-------- Entries shown --------
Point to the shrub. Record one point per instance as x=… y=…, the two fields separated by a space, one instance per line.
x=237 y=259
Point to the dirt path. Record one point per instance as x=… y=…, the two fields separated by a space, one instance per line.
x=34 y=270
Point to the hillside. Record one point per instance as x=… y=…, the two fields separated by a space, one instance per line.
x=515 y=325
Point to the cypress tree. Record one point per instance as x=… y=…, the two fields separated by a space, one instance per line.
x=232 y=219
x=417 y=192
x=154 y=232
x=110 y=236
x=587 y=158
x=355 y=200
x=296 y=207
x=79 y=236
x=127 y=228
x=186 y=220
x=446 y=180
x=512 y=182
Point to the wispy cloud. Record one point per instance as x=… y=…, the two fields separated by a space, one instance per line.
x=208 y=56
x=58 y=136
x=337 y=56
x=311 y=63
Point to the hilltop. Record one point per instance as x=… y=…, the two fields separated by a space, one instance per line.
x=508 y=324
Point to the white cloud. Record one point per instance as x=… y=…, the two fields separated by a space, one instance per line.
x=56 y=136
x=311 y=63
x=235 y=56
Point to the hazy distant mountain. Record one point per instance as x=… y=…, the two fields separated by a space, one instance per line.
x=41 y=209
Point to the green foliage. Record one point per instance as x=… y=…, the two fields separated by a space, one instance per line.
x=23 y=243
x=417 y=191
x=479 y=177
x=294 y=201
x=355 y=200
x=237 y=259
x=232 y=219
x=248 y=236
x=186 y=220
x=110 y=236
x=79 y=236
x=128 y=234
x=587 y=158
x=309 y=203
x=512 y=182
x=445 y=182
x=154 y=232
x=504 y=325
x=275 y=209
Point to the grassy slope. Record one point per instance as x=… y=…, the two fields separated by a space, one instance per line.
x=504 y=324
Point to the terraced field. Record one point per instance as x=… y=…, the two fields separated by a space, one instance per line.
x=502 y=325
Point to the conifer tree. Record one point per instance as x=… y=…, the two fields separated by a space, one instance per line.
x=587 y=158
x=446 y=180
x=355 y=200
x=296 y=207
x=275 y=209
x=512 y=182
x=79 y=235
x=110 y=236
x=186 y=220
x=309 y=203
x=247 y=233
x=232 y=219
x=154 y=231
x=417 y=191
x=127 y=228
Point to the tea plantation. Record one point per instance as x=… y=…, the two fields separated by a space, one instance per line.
--------
**Task prompt**
Please copy the lines of the material word for word, starting at the line containing "Point to the terraced" and ending at the line containing "x=502 y=325".

**Answer**
Point to the terraced field. Record one point per instance as x=… y=…, the two fields separated by a space, one instance per line.
x=502 y=325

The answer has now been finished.